| Task instructions |
Find every line below that contains the word "flower" and copy each one out. Match case exactly.

[Region labeling lines]
-------
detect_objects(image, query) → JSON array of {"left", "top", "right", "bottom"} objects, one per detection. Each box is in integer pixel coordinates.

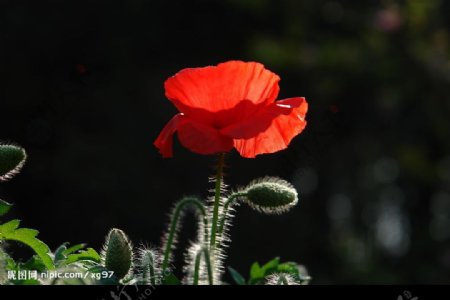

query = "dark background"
[{"left": 0, "top": 0, "right": 450, "bottom": 284}]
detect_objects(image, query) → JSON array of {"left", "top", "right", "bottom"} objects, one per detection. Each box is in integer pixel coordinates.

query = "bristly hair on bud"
[
  {"left": 135, "top": 246, "right": 161, "bottom": 286},
  {"left": 266, "top": 272, "right": 300, "bottom": 285},
  {"left": 240, "top": 177, "right": 298, "bottom": 214},
  {"left": 101, "top": 228, "right": 133, "bottom": 280},
  {"left": 0, "top": 143, "right": 27, "bottom": 182}
]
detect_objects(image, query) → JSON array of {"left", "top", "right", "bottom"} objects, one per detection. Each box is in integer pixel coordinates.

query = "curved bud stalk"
[
  {"left": 161, "top": 197, "right": 209, "bottom": 272},
  {"left": 101, "top": 228, "right": 133, "bottom": 280},
  {"left": 266, "top": 273, "right": 300, "bottom": 285},
  {"left": 241, "top": 177, "right": 298, "bottom": 214},
  {"left": 0, "top": 144, "right": 27, "bottom": 182},
  {"left": 0, "top": 242, "right": 8, "bottom": 285},
  {"left": 136, "top": 248, "right": 161, "bottom": 285},
  {"left": 193, "top": 247, "right": 214, "bottom": 285}
]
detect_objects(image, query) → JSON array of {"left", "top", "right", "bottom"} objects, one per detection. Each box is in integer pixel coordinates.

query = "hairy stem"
[
  {"left": 162, "top": 197, "right": 208, "bottom": 272},
  {"left": 218, "top": 193, "right": 246, "bottom": 236},
  {"left": 210, "top": 153, "right": 225, "bottom": 250},
  {"left": 194, "top": 247, "right": 213, "bottom": 285}
]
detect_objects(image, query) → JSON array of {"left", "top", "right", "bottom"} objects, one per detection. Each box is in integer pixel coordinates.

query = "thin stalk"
[
  {"left": 210, "top": 153, "right": 225, "bottom": 250},
  {"left": 277, "top": 274, "right": 289, "bottom": 285},
  {"left": 161, "top": 197, "right": 208, "bottom": 272},
  {"left": 194, "top": 247, "right": 213, "bottom": 285}
]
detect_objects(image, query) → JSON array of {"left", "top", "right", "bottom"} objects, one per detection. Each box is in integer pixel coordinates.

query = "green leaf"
[
  {"left": 228, "top": 267, "right": 245, "bottom": 285},
  {"left": 53, "top": 243, "right": 68, "bottom": 265},
  {"left": 19, "top": 255, "right": 47, "bottom": 273},
  {"left": 0, "top": 220, "right": 55, "bottom": 270},
  {"left": 0, "top": 199, "right": 12, "bottom": 216},
  {"left": 0, "top": 144, "right": 27, "bottom": 181},
  {"left": 262, "top": 257, "right": 280, "bottom": 275},
  {"left": 66, "top": 248, "right": 101, "bottom": 264}
]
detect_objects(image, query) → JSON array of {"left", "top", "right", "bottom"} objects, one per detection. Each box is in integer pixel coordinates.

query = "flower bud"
[
  {"left": 266, "top": 273, "right": 300, "bottom": 285},
  {"left": 0, "top": 144, "right": 27, "bottom": 181},
  {"left": 243, "top": 177, "right": 298, "bottom": 214},
  {"left": 102, "top": 228, "right": 133, "bottom": 279}
]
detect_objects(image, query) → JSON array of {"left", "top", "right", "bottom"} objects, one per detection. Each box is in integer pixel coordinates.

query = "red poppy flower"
[{"left": 154, "top": 61, "right": 308, "bottom": 158}]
-------
| Solution for this problem |
query = "flower bud"
query = "red poppy flower"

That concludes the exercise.